-- begin --

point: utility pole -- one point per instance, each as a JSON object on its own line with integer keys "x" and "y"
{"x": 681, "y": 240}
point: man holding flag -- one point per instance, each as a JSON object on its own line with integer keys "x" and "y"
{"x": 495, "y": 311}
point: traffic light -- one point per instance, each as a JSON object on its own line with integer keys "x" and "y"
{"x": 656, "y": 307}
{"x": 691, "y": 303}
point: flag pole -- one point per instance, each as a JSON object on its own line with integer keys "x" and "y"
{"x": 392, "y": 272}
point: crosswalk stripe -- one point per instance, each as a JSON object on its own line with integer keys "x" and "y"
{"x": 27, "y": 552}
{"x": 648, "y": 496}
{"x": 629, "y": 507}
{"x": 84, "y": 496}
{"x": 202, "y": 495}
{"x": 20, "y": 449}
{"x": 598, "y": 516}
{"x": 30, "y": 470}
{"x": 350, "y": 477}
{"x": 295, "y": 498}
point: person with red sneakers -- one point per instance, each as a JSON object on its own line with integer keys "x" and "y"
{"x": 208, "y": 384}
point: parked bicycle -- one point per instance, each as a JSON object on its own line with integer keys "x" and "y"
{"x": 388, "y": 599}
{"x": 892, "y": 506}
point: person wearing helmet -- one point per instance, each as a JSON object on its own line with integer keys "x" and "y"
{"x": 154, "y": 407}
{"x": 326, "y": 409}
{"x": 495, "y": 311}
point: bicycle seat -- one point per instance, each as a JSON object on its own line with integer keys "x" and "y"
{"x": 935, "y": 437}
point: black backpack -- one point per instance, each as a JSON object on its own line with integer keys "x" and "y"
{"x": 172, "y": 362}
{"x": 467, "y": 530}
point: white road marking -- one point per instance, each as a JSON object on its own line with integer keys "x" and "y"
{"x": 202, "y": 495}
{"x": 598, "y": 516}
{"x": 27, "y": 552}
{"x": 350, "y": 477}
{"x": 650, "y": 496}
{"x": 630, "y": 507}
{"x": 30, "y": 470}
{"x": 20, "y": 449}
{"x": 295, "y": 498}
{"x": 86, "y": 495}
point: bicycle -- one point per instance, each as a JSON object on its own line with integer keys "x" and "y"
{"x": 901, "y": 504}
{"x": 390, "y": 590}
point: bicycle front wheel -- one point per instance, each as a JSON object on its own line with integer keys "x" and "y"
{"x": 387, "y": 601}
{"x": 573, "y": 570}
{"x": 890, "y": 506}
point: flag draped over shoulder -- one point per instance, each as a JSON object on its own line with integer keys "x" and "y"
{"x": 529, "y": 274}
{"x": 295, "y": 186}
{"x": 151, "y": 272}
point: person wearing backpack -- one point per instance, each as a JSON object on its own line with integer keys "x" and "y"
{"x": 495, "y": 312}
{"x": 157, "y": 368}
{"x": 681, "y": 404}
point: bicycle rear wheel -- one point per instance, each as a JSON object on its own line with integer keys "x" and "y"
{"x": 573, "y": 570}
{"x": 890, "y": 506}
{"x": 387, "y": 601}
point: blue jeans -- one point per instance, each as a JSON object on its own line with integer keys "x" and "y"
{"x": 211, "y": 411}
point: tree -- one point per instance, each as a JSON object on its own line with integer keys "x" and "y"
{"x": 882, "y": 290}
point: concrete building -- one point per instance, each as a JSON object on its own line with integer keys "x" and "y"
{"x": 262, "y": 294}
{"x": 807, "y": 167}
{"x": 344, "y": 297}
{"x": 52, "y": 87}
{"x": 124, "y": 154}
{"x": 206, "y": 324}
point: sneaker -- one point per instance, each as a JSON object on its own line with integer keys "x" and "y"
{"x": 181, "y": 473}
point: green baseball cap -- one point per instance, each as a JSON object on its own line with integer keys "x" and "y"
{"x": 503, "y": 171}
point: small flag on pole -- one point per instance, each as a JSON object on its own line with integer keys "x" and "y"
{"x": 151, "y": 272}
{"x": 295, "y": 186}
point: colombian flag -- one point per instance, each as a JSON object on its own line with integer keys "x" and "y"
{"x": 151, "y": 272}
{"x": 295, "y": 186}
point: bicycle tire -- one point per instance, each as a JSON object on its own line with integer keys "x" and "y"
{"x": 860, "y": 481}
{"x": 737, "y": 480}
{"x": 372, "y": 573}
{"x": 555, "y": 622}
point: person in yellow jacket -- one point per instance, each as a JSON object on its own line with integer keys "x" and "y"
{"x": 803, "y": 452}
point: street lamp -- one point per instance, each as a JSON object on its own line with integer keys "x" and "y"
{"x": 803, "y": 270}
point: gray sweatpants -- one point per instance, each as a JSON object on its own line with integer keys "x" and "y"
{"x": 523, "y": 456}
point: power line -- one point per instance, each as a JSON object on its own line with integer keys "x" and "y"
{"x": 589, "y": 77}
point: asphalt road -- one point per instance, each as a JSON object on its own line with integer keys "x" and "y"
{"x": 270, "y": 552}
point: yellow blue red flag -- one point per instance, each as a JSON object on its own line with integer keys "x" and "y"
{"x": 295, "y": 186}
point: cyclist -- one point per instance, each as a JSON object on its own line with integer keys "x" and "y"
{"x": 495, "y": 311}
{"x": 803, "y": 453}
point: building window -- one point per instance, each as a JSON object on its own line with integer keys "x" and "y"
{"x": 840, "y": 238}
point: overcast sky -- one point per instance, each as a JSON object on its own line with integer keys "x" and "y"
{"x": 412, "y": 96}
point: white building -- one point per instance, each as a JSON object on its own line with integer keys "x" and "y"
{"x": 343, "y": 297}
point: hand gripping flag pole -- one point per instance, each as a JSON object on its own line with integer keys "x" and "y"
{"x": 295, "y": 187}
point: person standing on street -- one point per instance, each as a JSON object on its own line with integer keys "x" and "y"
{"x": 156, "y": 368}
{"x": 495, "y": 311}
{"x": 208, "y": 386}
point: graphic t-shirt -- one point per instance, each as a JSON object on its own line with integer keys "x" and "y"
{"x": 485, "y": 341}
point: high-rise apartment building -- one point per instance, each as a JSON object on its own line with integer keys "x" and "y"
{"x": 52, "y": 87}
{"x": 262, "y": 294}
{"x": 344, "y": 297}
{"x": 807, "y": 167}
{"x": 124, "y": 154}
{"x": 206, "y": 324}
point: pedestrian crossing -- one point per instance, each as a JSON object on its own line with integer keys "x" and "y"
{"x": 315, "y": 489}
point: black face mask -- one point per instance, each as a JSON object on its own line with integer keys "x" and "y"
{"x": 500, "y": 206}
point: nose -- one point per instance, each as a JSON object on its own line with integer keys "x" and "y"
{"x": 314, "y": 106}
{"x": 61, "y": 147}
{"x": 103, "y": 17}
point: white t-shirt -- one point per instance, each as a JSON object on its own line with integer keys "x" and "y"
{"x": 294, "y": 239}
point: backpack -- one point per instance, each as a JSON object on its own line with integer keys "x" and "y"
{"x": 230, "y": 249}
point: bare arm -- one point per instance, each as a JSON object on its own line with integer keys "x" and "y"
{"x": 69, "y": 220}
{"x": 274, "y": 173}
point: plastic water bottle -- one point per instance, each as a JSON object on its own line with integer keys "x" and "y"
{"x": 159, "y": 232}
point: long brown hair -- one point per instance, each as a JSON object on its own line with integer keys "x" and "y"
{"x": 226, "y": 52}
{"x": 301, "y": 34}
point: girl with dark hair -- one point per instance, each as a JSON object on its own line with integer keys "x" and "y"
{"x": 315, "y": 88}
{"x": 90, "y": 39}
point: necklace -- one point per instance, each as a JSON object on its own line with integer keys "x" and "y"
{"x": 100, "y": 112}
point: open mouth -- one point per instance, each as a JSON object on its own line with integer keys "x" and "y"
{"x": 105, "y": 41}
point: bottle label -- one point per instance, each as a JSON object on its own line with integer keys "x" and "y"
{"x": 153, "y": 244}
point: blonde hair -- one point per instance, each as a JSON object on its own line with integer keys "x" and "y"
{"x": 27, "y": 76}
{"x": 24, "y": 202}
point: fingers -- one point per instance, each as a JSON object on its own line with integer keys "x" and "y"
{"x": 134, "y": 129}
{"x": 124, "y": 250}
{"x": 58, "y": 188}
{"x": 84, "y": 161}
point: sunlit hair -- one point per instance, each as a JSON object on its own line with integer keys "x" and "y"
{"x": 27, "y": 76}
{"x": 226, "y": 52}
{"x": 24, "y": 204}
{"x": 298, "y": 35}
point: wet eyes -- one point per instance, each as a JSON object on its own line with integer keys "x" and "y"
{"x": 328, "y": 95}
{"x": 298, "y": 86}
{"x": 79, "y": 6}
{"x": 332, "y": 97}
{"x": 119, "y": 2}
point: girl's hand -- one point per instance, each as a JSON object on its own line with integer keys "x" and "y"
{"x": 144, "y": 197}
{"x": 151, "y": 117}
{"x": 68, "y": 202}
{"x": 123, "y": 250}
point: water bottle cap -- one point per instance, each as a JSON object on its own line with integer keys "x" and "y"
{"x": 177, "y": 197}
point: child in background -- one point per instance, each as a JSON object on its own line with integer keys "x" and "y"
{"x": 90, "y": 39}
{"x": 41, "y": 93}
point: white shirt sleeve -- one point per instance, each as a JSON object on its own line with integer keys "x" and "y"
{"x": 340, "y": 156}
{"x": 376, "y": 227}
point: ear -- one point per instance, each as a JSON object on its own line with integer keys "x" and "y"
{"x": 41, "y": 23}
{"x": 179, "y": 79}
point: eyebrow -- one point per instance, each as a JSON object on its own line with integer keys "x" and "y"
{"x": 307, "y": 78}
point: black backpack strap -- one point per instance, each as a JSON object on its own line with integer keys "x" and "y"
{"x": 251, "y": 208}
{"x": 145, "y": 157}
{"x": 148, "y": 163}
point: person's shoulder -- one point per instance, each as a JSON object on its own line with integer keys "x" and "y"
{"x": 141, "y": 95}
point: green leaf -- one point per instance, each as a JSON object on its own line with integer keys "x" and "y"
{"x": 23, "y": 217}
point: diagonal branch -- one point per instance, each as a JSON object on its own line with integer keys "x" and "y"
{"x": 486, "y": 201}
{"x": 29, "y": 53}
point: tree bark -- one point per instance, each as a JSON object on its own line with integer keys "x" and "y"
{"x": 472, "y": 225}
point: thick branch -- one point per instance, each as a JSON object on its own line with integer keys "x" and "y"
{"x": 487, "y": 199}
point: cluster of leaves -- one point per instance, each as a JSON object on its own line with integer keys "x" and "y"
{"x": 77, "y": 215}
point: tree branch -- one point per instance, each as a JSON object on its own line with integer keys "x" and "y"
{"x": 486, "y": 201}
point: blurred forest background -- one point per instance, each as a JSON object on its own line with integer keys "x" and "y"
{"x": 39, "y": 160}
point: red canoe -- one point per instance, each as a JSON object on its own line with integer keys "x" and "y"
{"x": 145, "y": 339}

-- end --

### Objective:
Output an exact copy of the lines beginning at the one that holds "point: black backpack strap" and running through the final line of the records.

### Exercise response:
point: black backpack strap -- one point per instance, each as a JSON object on its own line with integer keys "x" and "y"
{"x": 251, "y": 208}
{"x": 145, "y": 157}
{"x": 148, "y": 163}
point: person's shoulder -- one point per instance, each as a JSON object on its own line with integer keys "x" and "y"
{"x": 141, "y": 95}
point: green leaf -- one point per instance, each as a JSON object on its own line with integer keys "x" and "y"
{"x": 23, "y": 217}
point: diagonal branch -- one point per instance, each as a JSON object on its own line with integer keys "x" and "y"
{"x": 486, "y": 201}
{"x": 29, "y": 53}
point: tree bark -- one point per instance, each as a JSON object on its own line with integer keys "x" and "y"
{"x": 472, "y": 225}
point: thick branch -- one point per instance, each as a JSON object on its own line with integer keys "x" and "y"
{"x": 487, "y": 199}
point: cluster of leaves -- one point per instance, each as a JSON object on its own line with integer keys "x" and "y"
{"x": 77, "y": 215}
point: tree branch -- one point per instance, each as a JSON object on its own line with integer keys "x" and "y"
{"x": 486, "y": 201}
point: blurred forest background -- one point per instance, each as a JSON object on its own line with integer keys "x" and "y"
{"x": 39, "y": 160}
point: red canoe -- one point per instance, each as a JSON object on its own line with integer keys "x" and "y"
{"x": 145, "y": 339}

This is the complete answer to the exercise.